> _Task material_

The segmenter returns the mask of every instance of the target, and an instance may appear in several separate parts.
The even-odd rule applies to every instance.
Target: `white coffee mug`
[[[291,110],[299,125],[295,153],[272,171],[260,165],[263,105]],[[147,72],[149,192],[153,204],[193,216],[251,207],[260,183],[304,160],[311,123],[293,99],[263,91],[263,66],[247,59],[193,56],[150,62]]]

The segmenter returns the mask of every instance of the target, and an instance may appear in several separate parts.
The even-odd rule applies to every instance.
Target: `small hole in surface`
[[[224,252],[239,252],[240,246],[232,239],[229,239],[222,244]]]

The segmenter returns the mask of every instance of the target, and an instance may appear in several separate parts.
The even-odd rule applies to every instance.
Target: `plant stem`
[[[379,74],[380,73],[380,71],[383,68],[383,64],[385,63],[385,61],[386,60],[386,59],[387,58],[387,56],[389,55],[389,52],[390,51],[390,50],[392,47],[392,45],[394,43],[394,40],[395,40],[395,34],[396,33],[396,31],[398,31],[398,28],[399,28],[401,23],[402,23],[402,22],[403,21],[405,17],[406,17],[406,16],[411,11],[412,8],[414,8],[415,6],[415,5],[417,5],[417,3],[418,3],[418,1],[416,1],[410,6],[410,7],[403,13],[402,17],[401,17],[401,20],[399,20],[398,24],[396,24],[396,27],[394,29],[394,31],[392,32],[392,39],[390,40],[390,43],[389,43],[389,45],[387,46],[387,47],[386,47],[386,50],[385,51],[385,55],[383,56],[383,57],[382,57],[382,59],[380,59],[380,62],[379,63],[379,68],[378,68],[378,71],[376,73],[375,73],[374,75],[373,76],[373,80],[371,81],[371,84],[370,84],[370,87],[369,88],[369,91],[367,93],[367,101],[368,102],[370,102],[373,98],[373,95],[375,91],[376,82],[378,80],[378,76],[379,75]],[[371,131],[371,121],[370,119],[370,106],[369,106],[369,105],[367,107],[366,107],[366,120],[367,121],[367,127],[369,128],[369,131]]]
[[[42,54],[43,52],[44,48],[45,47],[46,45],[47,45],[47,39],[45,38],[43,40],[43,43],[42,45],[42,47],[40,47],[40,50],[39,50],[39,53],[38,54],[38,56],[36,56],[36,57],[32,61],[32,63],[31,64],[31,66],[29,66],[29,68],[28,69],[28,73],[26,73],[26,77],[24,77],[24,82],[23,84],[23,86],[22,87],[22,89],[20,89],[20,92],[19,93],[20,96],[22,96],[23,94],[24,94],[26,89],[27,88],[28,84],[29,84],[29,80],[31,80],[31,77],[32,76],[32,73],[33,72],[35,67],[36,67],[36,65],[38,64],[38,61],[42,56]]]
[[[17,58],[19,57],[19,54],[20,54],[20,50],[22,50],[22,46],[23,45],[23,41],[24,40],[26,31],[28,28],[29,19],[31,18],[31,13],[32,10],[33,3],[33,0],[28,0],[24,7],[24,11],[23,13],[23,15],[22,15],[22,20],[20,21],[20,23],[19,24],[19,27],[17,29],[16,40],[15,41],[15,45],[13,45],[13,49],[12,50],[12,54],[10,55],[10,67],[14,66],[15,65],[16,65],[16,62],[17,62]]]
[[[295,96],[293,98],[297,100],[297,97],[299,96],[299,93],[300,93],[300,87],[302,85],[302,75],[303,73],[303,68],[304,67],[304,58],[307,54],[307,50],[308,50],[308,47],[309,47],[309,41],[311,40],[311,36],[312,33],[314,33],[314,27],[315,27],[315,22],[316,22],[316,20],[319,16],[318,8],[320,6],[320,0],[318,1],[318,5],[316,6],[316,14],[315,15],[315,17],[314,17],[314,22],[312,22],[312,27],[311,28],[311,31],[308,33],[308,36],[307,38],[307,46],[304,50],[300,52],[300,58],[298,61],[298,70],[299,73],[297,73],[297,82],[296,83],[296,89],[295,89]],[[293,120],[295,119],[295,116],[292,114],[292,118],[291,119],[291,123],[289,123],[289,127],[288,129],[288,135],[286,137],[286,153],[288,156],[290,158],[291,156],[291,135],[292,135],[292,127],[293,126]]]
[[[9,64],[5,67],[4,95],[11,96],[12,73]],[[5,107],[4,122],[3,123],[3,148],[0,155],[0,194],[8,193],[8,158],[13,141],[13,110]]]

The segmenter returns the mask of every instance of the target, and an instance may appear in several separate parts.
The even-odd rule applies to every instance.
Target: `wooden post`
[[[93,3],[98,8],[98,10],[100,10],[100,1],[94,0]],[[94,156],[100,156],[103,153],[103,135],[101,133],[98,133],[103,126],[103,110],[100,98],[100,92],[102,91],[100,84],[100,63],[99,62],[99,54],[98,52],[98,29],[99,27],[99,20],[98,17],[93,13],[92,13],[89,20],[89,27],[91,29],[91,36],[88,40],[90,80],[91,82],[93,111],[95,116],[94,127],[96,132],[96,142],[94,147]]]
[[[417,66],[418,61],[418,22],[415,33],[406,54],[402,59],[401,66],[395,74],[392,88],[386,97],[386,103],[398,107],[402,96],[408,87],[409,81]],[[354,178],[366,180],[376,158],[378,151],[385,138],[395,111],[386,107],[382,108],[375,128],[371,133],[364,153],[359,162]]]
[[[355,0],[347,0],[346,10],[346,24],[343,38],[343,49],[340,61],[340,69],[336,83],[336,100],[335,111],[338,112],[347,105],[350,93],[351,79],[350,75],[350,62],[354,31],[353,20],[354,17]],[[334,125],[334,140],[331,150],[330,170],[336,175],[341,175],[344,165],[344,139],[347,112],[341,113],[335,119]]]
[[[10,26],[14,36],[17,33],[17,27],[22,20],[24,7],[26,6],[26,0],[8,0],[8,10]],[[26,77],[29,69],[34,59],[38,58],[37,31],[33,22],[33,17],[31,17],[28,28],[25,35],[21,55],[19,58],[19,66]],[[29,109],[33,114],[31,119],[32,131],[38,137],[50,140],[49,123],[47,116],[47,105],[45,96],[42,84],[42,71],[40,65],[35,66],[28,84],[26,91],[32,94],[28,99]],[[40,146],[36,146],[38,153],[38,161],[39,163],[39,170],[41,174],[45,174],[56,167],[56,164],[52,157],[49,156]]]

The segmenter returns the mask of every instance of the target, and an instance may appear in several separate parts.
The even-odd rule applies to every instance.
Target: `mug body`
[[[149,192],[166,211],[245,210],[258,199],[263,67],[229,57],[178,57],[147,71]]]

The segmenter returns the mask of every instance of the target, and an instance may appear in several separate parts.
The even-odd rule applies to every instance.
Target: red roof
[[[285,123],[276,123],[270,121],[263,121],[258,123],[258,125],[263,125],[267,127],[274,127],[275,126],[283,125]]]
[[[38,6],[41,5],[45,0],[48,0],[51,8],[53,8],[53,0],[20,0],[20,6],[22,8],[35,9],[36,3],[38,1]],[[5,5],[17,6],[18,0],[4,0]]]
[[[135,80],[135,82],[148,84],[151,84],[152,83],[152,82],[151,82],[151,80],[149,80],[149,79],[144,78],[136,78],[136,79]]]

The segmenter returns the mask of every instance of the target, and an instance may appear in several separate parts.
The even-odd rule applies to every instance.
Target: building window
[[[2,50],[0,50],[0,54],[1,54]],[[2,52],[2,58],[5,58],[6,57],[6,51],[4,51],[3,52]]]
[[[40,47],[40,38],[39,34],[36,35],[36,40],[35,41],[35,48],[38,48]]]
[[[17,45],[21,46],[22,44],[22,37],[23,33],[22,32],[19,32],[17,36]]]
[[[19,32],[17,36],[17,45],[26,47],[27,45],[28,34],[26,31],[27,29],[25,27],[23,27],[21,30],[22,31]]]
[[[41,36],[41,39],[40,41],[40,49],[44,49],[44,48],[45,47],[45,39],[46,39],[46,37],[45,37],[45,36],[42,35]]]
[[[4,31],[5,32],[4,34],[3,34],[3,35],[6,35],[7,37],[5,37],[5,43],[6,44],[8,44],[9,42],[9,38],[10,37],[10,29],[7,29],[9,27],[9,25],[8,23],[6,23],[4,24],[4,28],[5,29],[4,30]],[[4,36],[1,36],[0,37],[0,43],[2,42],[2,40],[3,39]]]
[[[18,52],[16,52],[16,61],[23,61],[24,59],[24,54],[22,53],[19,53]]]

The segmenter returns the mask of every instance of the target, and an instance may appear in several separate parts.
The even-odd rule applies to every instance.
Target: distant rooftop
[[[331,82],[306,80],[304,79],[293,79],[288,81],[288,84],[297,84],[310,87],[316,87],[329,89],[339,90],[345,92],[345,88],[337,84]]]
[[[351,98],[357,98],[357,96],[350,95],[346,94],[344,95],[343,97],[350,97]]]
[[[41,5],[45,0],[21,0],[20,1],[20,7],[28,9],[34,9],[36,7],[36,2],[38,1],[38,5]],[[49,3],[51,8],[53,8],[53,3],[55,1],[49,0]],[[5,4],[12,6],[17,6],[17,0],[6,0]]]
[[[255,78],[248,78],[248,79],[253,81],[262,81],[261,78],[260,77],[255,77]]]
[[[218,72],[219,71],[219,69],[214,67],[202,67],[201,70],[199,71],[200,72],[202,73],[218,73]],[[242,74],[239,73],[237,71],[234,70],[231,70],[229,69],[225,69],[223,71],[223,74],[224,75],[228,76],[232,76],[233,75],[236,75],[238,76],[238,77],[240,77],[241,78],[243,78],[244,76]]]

> _Exercise directions_
Arrange the stretch of the material from its first line through the line containing "[[[224,252],[239,252],[240,246],[232,239],[229,239],[222,244]]]" as a numbered list, leaving out any blank lines.

> _Answer in full_
1. The segmenter returns the mask of every instance of the target, and an instance may appear in several separate parts.
2. The even-odd rule applies to every instance.
3. Target: `white coffee mug`
4. [[[291,110],[299,125],[295,153],[272,171],[260,165],[263,105]],[[147,72],[149,192],[153,204],[193,216],[251,207],[260,183],[304,160],[311,123],[293,99],[263,91],[263,66],[247,59],[193,56],[150,62]]]
5. The segmenter returns the mask of every instance of the target, and an instance may appear in several separate parts.
6. The even-odd rule applies to every instance.
7. Target: `small hole in surface`
8. [[[224,252],[239,252],[240,246],[232,239],[229,239],[222,244]]]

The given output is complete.